--- Begin Article ---

There are two traditional ways of making money on MIT, etc. licensed 
software, it seems. The first is paid support, the second is getting famous 
enough from it that it becomes your résumé and you get higher paying 
regular jobs because of it.

But it's silly to assume that these two scenarios fit every individual 
writing software. What if you don't want to work on other people projects 
(eliminating option 2) and your project is so well-written and simple to 
use that no one really needs support for it (option 1 gone)? Both of those 
options assume you're going to spend your whole life in the same niche in 
the software industry. What if you have another passion, like sailing or 
music or something, and you're trying to support yourself from your project 
while pursuing that passion?

I guess a third option is to accept donations. Are there any live examples 
of people having success with that, and how big must your project be for 
you to have a chance?

On Tuesday, May 7, 2013 9:32:52 AM UTC-4, Fedor Indutny wrote:
>
> God, you either doing it for free or not. There's always an opportunity to 
> make money on your thing by doing paid support for it, and that's how many 
> opensource devs are receiving money for it.

--- End Article ---
--- Begin Recorded information ---

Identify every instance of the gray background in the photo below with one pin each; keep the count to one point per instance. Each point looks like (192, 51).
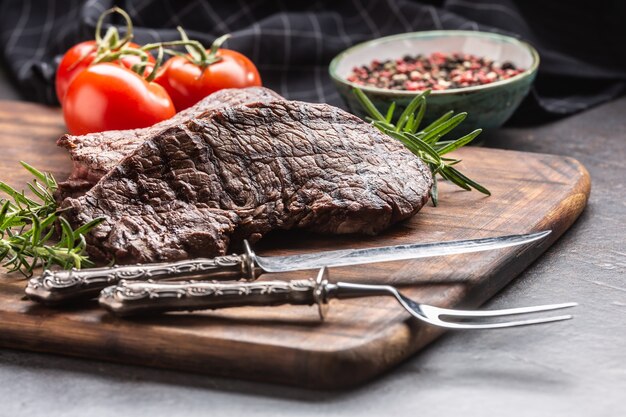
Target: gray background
(574, 368)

--- End Recorded information ---

» **Work instructions**:
- a) Summarize the message about earning money from open-source software in two sentences.
- b) Set down the passage of the message from "But it's silly" up to and including "pursuing that passion?", without any changes.
- c) In the message, how does Fedor Indutny say many open-source developers receive money for their work?
Base your work on the message about earning money from open-source software, not on the data.

» **Solution list**:
- a) The message names paid support and becoming famous enough to land higher-paying regular jobs as the two traditional ways to make money from MIT-licensed software. It argues that these options don't fit someone who doesn't want to work on other people's projects, whose project needs no support, or who wants to pursue another passion, and it asks whether anyone has succeeded with donations and how big a project must be.

- b)
But it's silly to assume that these two scenarios fit every individual 
writing software. What if you don't want to work on other people projects 
(eliminating option 2) and your project is so well-written and simple to 
use that no one really needs support for it (option 1 gone)? Both of those 
options assume you're going to spend your whole life in the same niche in 
the software industry. What if you have another passion, like sailing or 
music or something, and you're trying to support yourself from your project 
while pursuing that passion?

- c) By doing paid support for it.